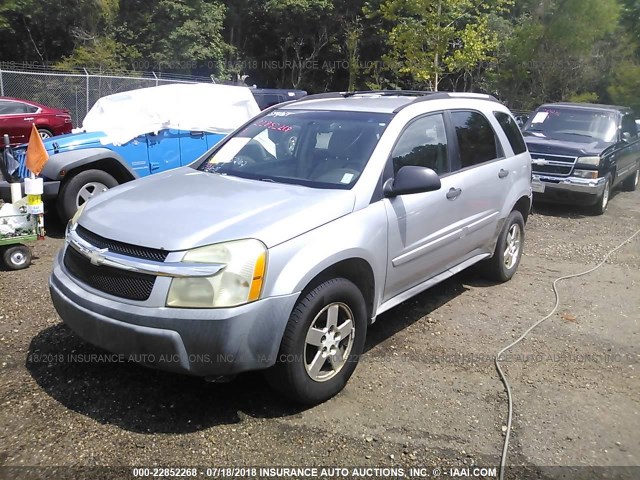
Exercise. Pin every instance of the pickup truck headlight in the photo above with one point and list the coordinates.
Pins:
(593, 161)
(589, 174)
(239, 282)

■ ■ ■ ■ ■ ■ ■

# YOUR OBJECTIVE
Omit the images and transcribe all of the records above word for word.

# FINISHED EXERCISE
Exercise. Pin every instance of the pickup truck headlight in the photo above with one point and list the coordinates.
Pins:
(593, 161)
(589, 174)
(239, 282)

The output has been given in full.